Top of Reading passage

Background information
- Also known as: Destiny
- Born: Destiny Chukunyere 29 August 2002 (age 24) Birkirkara, Malta
- Genres: Pop; R&B; soul; funk;
- Occupation: Singer;
- Instrument: Vocals
- Years active: 2013–present
- Website: destiny.mt

= Destiny (singer) =

Maltese singer (born 2002)

Destiny Chukunyere (born 29 August 2002), known mononymously as Destiny, is a Maltese singer. She won the Junior Eurovision Song Contest 2015, where she represented Malta with the song "Not My Soul".

In 2017, she participated in the eleventh series of Britain's Got Talent and finished 6th in the second semi-final and thus was eliminated. She won the second season of the Maltese version of The X Factor and was chosen to represent Malta in the Eurovision Song Contest 2020 in Rotterdam with the song "All of My Love" before the contest was canceled due to the COVID-19 pandemic. Instead, Destiny represented Malta in the Eurovision Song Contest 2021, this time with the song "Je me casse", where she finished in 7th place with 255 points.

==Early life==
Chukunyere was born on 29 August 2002. She lives in Birkirkara and attended a secondary school in Ħamrun. Her father is Igbo Nigerian former footballer Ndubisi Chukunyere, while her mother is Maltese. She has two younger siblings; a sister named Melody and a brother named Isaiah.

== Career ==
Prior to her participation in the Junior Eurovision, Chukunyere participated in various singing competitions including Festival Kanzunetta Indipendenza 2014 in which she placed third with the song "Festa t'Ilwien"; and won the Asterisks Music Festival, and SanRemo Junior in Italy.

===2015–2017: Junior Eurovision Song Contest===

On 11 July 2015, Chukunyere won the Maltese national final held at the Mediterranean Conference Centre in Valletta. She represented Malta at the Junior Eurovision Song Contest 2015, in Sofia, Bulgaria on 21 November.

Bottom of Reading passage
Top of Data

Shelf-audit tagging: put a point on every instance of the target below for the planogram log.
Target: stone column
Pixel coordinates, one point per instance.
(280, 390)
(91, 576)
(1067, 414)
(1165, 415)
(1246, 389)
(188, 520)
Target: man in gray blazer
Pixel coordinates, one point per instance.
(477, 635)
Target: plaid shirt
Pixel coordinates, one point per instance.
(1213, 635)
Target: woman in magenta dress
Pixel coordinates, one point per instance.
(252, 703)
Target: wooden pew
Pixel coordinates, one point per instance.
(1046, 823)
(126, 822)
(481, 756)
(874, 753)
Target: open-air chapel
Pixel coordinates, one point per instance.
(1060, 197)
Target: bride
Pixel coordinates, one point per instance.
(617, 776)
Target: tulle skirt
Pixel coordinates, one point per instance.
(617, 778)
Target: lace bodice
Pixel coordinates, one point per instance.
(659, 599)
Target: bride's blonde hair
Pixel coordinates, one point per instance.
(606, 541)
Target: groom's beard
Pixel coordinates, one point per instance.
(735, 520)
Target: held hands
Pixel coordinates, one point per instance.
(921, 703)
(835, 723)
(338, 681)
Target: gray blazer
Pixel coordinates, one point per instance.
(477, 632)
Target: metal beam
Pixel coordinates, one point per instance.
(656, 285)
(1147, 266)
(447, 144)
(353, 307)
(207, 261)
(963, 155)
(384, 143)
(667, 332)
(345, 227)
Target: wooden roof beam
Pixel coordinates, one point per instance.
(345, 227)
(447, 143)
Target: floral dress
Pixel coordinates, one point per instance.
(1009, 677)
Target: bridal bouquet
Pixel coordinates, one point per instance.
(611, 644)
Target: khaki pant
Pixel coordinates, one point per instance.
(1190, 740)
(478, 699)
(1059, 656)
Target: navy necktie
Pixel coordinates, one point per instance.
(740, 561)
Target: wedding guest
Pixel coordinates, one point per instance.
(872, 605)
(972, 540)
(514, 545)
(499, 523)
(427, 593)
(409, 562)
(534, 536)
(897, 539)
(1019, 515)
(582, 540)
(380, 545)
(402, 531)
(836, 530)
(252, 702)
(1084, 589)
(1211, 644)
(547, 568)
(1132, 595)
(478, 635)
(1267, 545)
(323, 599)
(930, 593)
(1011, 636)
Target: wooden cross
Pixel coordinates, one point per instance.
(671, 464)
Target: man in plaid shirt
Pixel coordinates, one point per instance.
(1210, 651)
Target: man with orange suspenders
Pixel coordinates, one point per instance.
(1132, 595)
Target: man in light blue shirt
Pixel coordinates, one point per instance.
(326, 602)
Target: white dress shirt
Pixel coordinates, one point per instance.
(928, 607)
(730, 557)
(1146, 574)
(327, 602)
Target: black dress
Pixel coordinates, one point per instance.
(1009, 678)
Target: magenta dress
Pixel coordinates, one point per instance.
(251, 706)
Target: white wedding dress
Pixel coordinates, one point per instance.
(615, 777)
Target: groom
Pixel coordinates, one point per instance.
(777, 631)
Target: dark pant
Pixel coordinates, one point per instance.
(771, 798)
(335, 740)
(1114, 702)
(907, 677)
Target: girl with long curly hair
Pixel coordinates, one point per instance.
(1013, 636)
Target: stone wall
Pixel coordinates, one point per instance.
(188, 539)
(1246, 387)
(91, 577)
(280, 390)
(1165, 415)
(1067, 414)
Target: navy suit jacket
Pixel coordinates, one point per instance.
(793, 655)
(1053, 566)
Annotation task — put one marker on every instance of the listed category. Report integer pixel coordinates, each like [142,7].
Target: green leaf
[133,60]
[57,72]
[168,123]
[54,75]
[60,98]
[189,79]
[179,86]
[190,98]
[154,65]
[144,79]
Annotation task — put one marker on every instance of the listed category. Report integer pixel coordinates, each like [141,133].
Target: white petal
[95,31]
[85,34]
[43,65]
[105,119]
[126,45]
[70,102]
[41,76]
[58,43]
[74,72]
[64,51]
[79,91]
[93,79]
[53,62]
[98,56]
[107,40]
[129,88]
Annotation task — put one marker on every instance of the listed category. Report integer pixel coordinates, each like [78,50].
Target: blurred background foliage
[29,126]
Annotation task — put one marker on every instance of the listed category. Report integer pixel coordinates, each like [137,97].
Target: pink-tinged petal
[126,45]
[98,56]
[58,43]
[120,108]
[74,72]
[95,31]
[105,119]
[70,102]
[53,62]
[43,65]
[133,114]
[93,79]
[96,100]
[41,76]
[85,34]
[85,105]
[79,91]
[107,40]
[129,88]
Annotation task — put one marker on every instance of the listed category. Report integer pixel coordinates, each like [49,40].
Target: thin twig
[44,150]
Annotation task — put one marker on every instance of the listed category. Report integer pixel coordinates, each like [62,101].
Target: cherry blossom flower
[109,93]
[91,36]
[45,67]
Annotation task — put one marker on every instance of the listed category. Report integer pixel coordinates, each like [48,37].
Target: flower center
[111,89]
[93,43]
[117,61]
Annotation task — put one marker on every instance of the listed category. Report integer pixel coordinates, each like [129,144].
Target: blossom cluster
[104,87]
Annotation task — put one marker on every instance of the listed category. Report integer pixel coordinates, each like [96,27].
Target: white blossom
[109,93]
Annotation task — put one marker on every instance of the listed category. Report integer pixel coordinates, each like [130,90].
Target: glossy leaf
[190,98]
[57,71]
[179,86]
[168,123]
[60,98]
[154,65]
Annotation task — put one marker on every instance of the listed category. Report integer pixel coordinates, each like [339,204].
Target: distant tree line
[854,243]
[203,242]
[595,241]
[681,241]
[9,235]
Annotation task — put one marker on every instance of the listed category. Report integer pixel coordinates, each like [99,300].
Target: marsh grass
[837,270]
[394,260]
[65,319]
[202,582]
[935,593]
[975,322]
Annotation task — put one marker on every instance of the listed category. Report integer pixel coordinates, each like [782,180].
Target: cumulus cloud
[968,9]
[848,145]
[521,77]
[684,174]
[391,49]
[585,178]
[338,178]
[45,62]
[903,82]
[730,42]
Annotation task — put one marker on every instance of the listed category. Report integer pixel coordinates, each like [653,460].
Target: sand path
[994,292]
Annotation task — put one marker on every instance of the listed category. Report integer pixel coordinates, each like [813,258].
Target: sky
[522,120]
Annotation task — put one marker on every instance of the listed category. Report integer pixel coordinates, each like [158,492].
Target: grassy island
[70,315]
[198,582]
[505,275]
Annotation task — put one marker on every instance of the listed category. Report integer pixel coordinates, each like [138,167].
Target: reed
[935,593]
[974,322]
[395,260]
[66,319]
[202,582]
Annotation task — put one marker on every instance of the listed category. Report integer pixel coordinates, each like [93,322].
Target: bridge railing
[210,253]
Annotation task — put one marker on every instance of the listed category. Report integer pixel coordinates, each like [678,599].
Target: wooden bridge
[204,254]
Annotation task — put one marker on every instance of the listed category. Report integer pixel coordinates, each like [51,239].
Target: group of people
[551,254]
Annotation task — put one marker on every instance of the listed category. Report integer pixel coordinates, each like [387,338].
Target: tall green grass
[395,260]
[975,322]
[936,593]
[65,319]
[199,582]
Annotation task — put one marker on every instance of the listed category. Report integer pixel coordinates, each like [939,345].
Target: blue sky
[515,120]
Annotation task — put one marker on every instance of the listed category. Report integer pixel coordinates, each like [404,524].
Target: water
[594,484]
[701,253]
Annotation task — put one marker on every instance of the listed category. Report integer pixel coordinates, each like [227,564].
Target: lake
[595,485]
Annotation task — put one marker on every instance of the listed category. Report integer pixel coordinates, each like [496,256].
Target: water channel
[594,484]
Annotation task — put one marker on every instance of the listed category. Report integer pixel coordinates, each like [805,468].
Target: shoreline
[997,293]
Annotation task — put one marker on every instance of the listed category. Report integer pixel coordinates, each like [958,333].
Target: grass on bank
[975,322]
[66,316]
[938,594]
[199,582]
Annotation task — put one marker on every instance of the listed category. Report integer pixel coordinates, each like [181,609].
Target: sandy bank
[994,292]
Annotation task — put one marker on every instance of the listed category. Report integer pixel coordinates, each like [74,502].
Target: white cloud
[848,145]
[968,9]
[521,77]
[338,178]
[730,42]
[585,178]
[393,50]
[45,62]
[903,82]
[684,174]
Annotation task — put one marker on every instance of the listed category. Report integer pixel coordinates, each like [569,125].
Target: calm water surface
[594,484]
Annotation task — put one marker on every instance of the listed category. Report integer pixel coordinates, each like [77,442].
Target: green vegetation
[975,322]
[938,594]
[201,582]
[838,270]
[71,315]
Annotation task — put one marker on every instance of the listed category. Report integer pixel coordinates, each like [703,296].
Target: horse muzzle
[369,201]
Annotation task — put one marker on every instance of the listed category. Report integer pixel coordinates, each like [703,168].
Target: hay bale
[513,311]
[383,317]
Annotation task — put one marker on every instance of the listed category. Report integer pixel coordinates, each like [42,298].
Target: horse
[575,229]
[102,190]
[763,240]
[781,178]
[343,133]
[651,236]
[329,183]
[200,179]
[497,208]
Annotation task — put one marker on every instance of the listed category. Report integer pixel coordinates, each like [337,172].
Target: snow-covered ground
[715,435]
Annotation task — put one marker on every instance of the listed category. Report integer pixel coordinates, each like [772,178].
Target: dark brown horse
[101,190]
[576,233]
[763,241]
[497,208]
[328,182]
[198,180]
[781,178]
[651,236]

Bottom of Data

_Exercise aim_. Output the full text about the singer Destiny word for word, with nothing changed. These records were drawn from a different source than the text.

_Output for this task_.
Background information
- Also known as: Destiny
- Born: Destiny Chukunyere 29 August 2002 (age 24) Birkirkara, Malta
- Genres: Pop; R&B; soul; funk;
- Occupation: Singer;
- Instrument: Vocals
- Years active: 2013–present
- Website: destiny.mt

= Destiny (singer) =

Maltese singer (born 2002)

Destiny Chukunyere (born 29 August 2002), known mononymously as Destiny, is a Maltese singer. She won the Junior Eurovision Song Contest 2015, where she represented Malta with the song "Not My Soul".

In 2017, she participated in the eleventh series of Britain's Got Talent and finished 6th in the second semi-final and thus was eliminated. She won the second season of the Maltese version of The X Factor and was chosen to represent Malta in the Eurovision Song Contest 2020 in Rotterdam with the song "All of My Love" before the contest was canceled due to the COVID-19 pandemic. Instead, Destiny represented Malta in the Eurovision Song Contest 2021, this time with the song "Je me casse", where she finished in 7th place with 255 points.

==Early life==
Chukunyere was born on 29 August 2002. She lives in Birkirkara and attended a secondary school in Ħamrun. Her father is Igbo Nigerian former footballer Ndubisi Chukunyere, while her mother is Maltese. She has two younger siblings; a sister named Melody and a brother named Isaiah.

== Career ==
Prior to her participation in the Junior Eurovision, Chukunyere participated in various singing competitions including Festival Kanzunetta Indipendenza 2014 in which she placed third with the song "Festa t'Ilwien"; and won the Asterisks Music Festival, and SanRemo Junior in Italy.

===2015–2017: Junior Eurovision Song Contest===

On 11 July 2015, Chukunyere won the Maltese national final held at the Mediterranean Conference Centre in Valletta. She represented Malta at the Junior Eurovision Song Contest 2015, in Sofia, Bulgaria on 21 November.